- _AIM OF THE EXERCISE_: Would you please set down the lines of the data from the one containing "Where can the patterned" to the final line, exactly and only those?

- _DATA FOR THIS EXERCISE_:
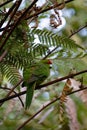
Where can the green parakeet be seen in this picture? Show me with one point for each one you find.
(34, 76)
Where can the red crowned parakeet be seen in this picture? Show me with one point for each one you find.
(34, 76)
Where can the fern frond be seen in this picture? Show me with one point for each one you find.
(50, 39)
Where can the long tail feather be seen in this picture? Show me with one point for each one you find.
(29, 95)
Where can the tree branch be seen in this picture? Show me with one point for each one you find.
(7, 2)
(44, 107)
(17, 22)
(44, 85)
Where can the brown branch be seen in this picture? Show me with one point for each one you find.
(27, 121)
(13, 12)
(44, 107)
(47, 9)
(7, 14)
(3, 55)
(17, 22)
(73, 33)
(7, 2)
(44, 85)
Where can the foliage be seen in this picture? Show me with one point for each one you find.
(25, 44)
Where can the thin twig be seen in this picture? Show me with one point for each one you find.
(47, 9)
(13, 12)
(17, 22)
(44, 85)
(44, 107)
(7, 2)
(7, 14)
(3, 55)
(73, 33)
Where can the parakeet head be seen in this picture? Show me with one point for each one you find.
(47, 61)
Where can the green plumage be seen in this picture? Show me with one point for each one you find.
(34, 76)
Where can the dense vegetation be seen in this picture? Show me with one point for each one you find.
(29, 32)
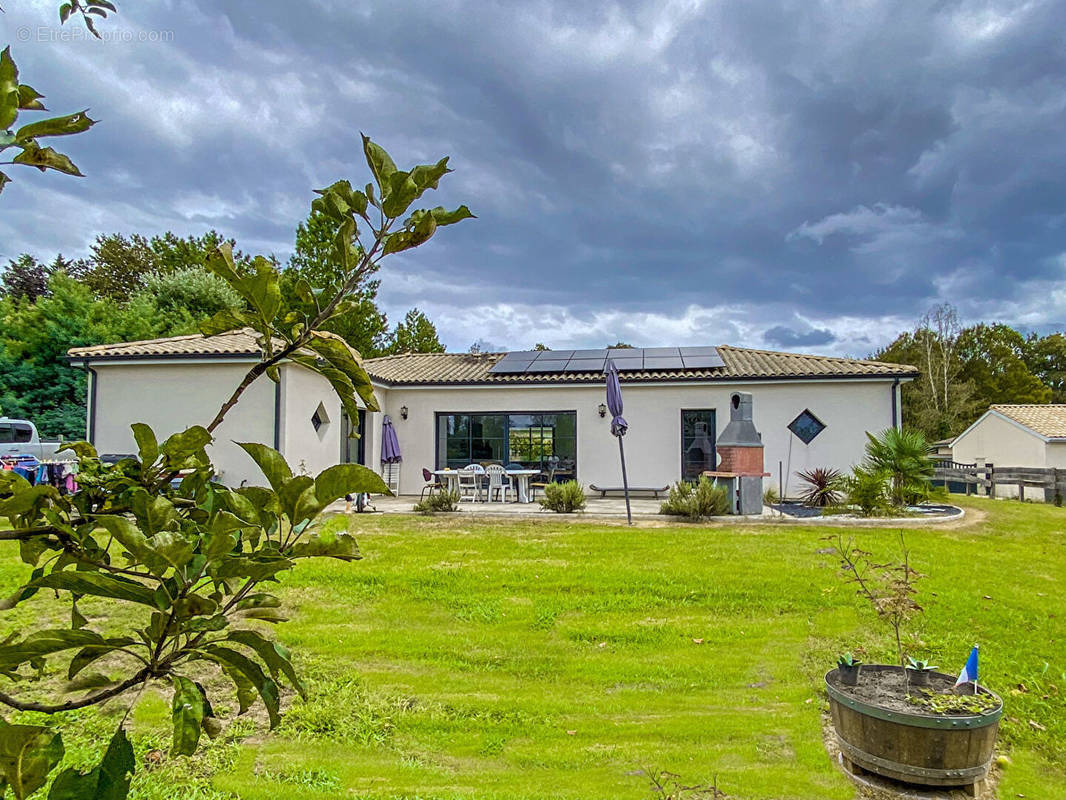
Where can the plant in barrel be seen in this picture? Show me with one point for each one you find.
(191, 559)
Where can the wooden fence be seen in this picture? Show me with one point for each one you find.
(1051, 480)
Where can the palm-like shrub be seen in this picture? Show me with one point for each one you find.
(696, 501)
(904, 458)
(868, 490)
(563, 498)
(824, 486)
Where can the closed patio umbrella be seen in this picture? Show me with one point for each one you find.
(390, 445)
(390, 452)
(618, 426)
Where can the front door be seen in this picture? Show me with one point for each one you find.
(697, 443)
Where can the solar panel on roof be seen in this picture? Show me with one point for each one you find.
(698, 351)
(553, 355)
(663, 362)
(585, 365)
(548, 365)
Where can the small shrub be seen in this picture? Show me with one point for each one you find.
(696, 501)
(868, 490)
(442, 500)
(823, 489)
(563, 497)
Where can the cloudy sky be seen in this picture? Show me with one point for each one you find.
(794, 174)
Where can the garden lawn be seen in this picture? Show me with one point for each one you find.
(556, 659)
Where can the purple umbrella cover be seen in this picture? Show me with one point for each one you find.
(390, 445)
(618, 426)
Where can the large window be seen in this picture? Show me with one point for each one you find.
(546, 442)
(697, 443)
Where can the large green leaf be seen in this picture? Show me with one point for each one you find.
(28, 754)
(275, 656)
(261, 289)
(270, 461)
(152, 512)
(46, 158)
(110, 780)
(29, 98)
(58, 126)
(381, 164)
(445, 217)
(254, 673)
(188, 714)
(99, 585)
(9, 90)
(348, 479)
(188, 443)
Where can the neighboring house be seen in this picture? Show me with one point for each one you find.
(540, 410)
(1014, 436)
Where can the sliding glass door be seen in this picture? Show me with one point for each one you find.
(545, 442)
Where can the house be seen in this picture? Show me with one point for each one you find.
(1014, 435)
(543, 410)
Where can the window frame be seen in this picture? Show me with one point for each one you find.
(714, 438)
(506, 429)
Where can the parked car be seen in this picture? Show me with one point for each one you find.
(19, 437)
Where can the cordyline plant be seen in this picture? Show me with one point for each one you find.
(188, 556)
(889, 588)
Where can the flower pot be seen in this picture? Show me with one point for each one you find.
(918, 677)
(878, 733)
(850, 673)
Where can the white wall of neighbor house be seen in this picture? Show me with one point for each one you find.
(848, 408)
(173, 396)
(1001, 442)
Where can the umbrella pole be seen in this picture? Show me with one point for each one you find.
(625, 481)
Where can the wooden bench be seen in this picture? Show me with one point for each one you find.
(622, 490)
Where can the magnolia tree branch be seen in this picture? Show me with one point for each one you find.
(70, 705)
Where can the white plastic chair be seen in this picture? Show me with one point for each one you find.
(469, 480)
(499, 482)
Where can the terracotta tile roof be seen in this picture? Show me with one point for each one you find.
(231, 344)
(462, 368)
(1048, 420)
(468, 368)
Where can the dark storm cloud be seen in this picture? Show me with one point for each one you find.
(659, 173)
(786, 337)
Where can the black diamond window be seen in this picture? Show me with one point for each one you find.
(806, 427)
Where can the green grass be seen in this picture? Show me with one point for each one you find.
(546, 659)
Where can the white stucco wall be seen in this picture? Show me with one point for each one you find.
(171, 397)
(849, 409)
(1001, 442)
(306, 449)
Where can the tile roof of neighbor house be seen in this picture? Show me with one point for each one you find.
(1047, 420)
(469, 368)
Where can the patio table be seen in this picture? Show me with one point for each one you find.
(522, 479)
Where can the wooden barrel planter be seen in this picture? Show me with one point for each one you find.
(914, 747)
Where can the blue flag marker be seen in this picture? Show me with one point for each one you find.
(969, 673)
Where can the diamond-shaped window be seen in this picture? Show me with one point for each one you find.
(806, 426)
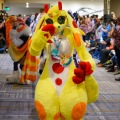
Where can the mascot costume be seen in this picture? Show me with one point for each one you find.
(18, 37)
(63, 91)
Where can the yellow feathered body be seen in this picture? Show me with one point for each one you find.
(57, 97)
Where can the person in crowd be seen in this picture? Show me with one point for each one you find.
(58, 33)
(2, 44)
(2, 36)
(18, 50)
(116, 36)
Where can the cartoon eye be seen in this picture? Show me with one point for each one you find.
(49, 21)
(61, 19)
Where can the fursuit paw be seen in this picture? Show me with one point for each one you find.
(80, 72)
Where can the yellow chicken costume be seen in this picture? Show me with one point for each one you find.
(63, 91)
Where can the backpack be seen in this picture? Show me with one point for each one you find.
(116, 36)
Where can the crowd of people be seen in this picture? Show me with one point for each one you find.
(101, 36)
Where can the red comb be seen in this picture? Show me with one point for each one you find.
(46, 8)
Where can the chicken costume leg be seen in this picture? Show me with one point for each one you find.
(63, 92)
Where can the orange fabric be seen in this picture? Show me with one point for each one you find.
(78, 111)
(40, 110)
(77, 39)
(8, 29)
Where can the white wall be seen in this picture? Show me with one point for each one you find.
(77, 4)
(23, 11)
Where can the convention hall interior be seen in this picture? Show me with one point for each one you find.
(59, 59)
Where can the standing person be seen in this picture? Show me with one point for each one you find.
(116, 36)
(18, 50)
(38, 17)
(2, 36)
(62, 87)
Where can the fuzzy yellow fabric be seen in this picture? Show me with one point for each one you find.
(73, 100)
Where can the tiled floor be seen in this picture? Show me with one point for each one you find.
(17, 101)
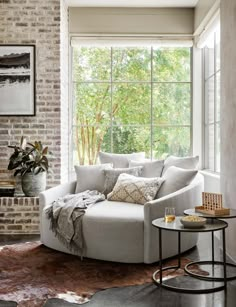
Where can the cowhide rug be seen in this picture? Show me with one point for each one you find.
(31, 273)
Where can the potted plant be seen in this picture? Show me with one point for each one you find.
(30, 162)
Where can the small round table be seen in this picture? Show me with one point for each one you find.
(176, 226)
(231, 215)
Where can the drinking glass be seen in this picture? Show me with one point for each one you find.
(169, 214)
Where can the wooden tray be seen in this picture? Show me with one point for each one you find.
(215, 212)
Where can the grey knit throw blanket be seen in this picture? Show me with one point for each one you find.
(65, 215)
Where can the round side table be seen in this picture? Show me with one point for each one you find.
(176, 226)
(211, 218)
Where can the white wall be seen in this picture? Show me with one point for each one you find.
(203, 13)
(228, 114)
(131, 21)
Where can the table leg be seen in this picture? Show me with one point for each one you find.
(160, 254)
(224, 257)
(179, 249)
(212, 247)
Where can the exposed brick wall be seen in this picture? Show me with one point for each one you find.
(19, 215)
(37, 22)
(64, 32)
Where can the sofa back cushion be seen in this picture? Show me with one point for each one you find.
(150, 168)
(111, 176)
(182, 162)
(120, 160)
(138, 190)
(175, 178)
(91, 177)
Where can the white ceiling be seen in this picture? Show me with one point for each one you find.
(132, 3)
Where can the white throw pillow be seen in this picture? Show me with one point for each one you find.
(138, 190)
(112, 175)
(91, 177)
(175, 179)
(120, 160)
(182, 162)
(150, 168)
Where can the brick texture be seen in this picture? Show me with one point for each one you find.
(19, 215)
(45, 24)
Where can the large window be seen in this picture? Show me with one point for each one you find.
(212, 101)
(128, 99)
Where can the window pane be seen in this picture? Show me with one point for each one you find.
(128, 139)
(92, 104)
(131, 103)
(87, 142)
(218, 96)
(217, 38)
(211, 147)
(209, 60)
(210, 93)
(171, 141)
(171, 64)
(218, 147)
(90, 64)
(171, 103)
(131, 64)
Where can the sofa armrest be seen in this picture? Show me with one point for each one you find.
(186, 198)
(48, 196)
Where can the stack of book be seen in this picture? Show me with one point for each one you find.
(7, 188)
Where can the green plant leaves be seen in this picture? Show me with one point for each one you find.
(27, 159)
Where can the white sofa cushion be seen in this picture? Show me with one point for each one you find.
(112, 230)
(120, 160)
(91, 177)
(112, 175)
(175, 179)
(150, 168)
(138, 190)
(182, 162)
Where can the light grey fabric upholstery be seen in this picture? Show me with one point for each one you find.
(91, 177)
(188, 197)
(182, 162)
(175, 179)
(120, 160)
(150, 168)
(123, 232)
(112, 231)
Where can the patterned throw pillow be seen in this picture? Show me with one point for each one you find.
(138, 190)
(111, 176)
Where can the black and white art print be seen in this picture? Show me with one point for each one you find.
(17, 80)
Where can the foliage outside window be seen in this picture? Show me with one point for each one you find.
(131, 99)
(212, 101)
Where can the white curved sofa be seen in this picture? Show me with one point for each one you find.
(123, 232)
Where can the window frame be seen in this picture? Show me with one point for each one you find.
(151, 83)
(215, 123)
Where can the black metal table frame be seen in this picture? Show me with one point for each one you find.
(185, 290)
(212, 262)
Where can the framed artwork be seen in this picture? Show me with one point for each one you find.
(17, 80)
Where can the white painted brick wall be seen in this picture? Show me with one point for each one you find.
(38, 22)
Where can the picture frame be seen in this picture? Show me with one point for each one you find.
(17, 80)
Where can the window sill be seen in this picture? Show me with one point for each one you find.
(209, 173)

- _SOLUTION_:
Where can the patterned throw pillow be seen in this picture? Show me with one point for each one you find.
(138, 190)
(111, 176)
Where can the black and white art print be seen in this picture? Show me with one point for each one you find.
(17, 80)
Where can the foliage outside window be seen in this picture? Show me with one point for each one you find.
(131, 99)
(212, 101)
Where can the white curved sofa be seen in this picture? Show me with one point for each one you find.
(123, 232)
Where can the window frame be seen in this picture? Show me with one point for each one you find.
(151, 83)
(215, 123)
Where can the black metal table frame be seen in this picture? Show me with one point for each one you find.
(185, 290)
(212, 262)
Where can the framed artwork be seen in this picture? Show me with one point for each one you find.
(17, 80)
Where can the white painted brick wall be seen in this picture? Show me with one point for each one you find.
(38, 22)
Where can the picture frame be seen in this picture? Show me with one point for each one you find.
(17, 80)
Where can the window sill be seen in this picture? Show me with one point for each one you find.
(209, 173)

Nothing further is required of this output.